- _STATED GOAL_
Put every line of the listing, from the line with "Each instance of the skier in red" up to and including the final line of the listing, into a Markdown table with the columns Row and Line, numbering each row and omitting blank lines.

- _MATERIALS PROVIDED_
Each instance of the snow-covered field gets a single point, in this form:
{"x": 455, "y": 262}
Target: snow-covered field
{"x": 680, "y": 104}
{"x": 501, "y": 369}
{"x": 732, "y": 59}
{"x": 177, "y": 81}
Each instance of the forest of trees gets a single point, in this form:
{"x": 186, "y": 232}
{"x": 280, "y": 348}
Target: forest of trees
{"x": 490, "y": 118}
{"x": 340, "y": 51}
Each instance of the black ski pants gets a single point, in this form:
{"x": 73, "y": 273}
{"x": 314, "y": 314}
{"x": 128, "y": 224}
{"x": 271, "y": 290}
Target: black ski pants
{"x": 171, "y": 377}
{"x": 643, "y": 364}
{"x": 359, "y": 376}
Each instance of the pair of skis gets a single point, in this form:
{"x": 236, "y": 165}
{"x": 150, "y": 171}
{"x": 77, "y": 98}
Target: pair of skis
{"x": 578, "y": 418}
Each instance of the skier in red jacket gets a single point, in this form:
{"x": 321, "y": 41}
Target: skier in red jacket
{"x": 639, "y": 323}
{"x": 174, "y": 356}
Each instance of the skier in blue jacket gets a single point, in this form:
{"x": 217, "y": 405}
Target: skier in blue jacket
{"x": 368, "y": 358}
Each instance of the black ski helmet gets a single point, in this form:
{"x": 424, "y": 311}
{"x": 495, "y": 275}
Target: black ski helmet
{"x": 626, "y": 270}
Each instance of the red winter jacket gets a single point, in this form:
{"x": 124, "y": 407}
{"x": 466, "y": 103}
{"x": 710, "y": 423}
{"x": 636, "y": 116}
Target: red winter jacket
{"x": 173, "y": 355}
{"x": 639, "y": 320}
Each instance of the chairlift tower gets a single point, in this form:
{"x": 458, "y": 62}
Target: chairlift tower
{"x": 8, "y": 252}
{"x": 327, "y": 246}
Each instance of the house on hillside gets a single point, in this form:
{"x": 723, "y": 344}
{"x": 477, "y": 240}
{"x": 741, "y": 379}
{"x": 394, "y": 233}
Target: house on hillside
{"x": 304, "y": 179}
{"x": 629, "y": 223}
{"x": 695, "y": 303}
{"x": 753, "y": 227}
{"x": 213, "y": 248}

- _EXERCISE SOLUTION_
| Row | Line |
|---|---|
| 1 | Each instance of the skier in red jacket gets a single point, in this form: |
| 2 | {"x": 321, "y": 41} |
| 3 | Target: skier in red jacket |
| 4 | {"x": 639, "y": 323} |
| 5 | {"x": 174, "y": 356} |
| 6 | Each instance of the skier in blue jacket gets a single point, in this form: |
| 7 | {"x": 217, "y": 405} |
| 8 | Target: skier in blue jacket |
| 9 | {"x": 368, "y": 358} |
| 10 | Each instance of the black ski helmet gets a single point, in this form: |
| 11 | {"x": 424, "y": 311} |
| 12 | {"x": 495, "y": 275} |
| 13 | Target: black ski helmet |
| 14 | {"x": 626, "y": 270} |
| 15 | Each instance of the red winter jacket gets a single point, in this form: |
| 16 | {"x": 124, "y": 407} |
| 17 | {"x": 466, "y": 103} |
| 18 | {"x": 710, "y": 423} |
| 19 | {"x": 636, "y": 116} |
| 20 | Target: red winter jacket |
| 21 | {"x": 173, "y": 355} |
| 22 | {"x": 639, "y": 320} |
| 23 | Each instance of the chairlift tower gets a single point, in this form: |
| 24 | {"x": 458, "y": 62} |
| 25 | Target: chairlift tower |
| 26 | {"x": 8, "y": 252} |
| 27 | {"x": 327, "y": 246} |
| 28 | Each instance of the house on hillside gets a single point, in this form: |
| 29 | {"x": 723, "y": 344} |
| 30 | {"x": 477, "y": 240} |
| 31 | {"x": 741, "y": 379} |
| 32 | {"x": 394, "y": 233} |
| 33 | Target: house on hillside |
| 34 | {"x": 304, "y": 179} |
| 35 | {"x": 629, "y": 223} |
| 36 | {"x": 695, "y": 303} |
| 37 | {"x": 753, "y": 227} |
| 38 | {"x": 213, "y": 248} |